Every record must be repeated precisely as it stands.

....................

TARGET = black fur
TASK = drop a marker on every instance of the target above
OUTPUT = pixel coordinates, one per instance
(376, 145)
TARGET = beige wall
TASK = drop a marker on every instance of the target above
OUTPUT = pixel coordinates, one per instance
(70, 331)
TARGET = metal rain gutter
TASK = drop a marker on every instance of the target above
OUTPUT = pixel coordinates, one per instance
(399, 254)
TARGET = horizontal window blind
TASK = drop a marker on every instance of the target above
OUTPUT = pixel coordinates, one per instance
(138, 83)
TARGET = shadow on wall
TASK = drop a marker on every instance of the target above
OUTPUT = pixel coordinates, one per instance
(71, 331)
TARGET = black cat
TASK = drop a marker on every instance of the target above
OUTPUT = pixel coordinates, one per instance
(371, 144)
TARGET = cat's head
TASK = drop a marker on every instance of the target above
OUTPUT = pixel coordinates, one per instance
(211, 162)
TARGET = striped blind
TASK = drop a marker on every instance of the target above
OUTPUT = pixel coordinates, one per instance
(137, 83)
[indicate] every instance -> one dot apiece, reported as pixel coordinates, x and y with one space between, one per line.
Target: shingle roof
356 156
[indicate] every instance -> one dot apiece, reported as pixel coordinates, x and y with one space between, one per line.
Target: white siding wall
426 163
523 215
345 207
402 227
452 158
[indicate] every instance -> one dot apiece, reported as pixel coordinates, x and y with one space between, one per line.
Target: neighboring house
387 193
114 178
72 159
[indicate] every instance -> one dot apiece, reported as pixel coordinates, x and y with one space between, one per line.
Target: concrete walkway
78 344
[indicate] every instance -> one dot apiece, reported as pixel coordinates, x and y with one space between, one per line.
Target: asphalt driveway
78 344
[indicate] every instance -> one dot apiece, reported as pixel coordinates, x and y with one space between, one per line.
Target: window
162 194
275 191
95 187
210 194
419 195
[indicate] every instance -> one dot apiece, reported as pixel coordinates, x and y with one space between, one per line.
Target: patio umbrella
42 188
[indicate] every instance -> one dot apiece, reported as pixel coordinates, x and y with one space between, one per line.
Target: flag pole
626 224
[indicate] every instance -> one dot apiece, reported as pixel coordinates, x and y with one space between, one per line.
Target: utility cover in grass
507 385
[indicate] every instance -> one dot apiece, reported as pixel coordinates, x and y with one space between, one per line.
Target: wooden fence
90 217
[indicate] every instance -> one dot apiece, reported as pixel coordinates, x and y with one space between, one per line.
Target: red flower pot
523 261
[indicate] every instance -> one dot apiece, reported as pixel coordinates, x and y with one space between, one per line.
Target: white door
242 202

....................

ANSWER TO THIS PROBLEM ::
TARGET = black fur
TASK = drop a marker on every instance of the target above
OUTPUT = pixel coordinates, one per instance
(376, 145)
TARGET = beige wall
TASK = drop a marker on every instance of the target above
OUTPUT = pixel coordinates, one per instance
(70, 331)
TARGET = metal rain gutter
TASK = drop a marker on every instance of the target above
OUTPUT = pixel coordinates, one per instance
(399, 254)
TARGET = horizontal window blind
TASK = drop a marker on every instance of the target above
OUTPUT = pixel coordinates, one per instance
(138, 83)
TARGET = shadow on wall
TASK = drop a marker on every instance of the target above
OUTPUT = pixel coordinates, one per instance
(71, 331)
TARGET = black cat
TASK = drop a marker on every instance of the target above
OUTPUT = pixel coordinates, one per instance
(371, 144)
TARGET = cat's head
TASK = drop a marker on every instance of the target above
OUTPUT = pixel coordinates, one per instance
(211, 162)
TARGET = striped blind
TASK = drop a marker on every instance of the target above
OUTPUT = pixel coordinates, one per instance
(137, 83)
[indicate] every instance -> one dot apiece, reported as pixel coordinates, x and y with one space between, one per line.
Target: shingle roof
356 156
[indicate] every instance -> one dot apiece, reported as pixel coordinates, x and y with one space between, one per line.
Target: white siding wall
426 163
523 215
345 207
402 227
452 158
[indicate] every instance -> one dot apiece, reported as pixel coordinates, x and y with one space between, one per line.
Target: neighboring house
387 193
114 178
72 159
[indicate] every instance -> one dot apiece, reported as pixel coordinates, x and y with one space between, one per line.
Target: concrete walkway
78 344
[indicate] every instance -> one dot apiece, reported as pixel coordinates, x and y with one space between, one per line.
Target: asphalt driveway
78 344
[indicate] every instance -> one dot apiece, reported as pixel coordinates, x and y with one space between, one per line.
Target: window
162 194
275 191
95 187
210 194
419 195
[indicate] every instance -> one dot apiece, reported as pixel coordinates, x and y with one space between, one per line.
Target: patio umbrella
42 188
[indicate] every instance -> one dot apiece, reported as pixel coordinates, x and y with one space between, one per line.
Target: flag pole
626 224
[indicate] every instance -> one dot apiece, reported as pixel coordinates, x and y with one space between, one per line.
Target: utility cover in grass
507 385
[indicate] every instance -> one dot apiece, reported as pixel coordinates, x and y with one space between, one per line.
Target: wooden fence
90 217
[indicate] every instance -> one dot apiece, reported as pixel coordinates, x and y with one space between, one per line.
Target: red flower pot
523 261
[indicate] every instance -> one dot apiece, reported as pixel coordinates, x and y with one space between, one per line.
Target: white door
242 202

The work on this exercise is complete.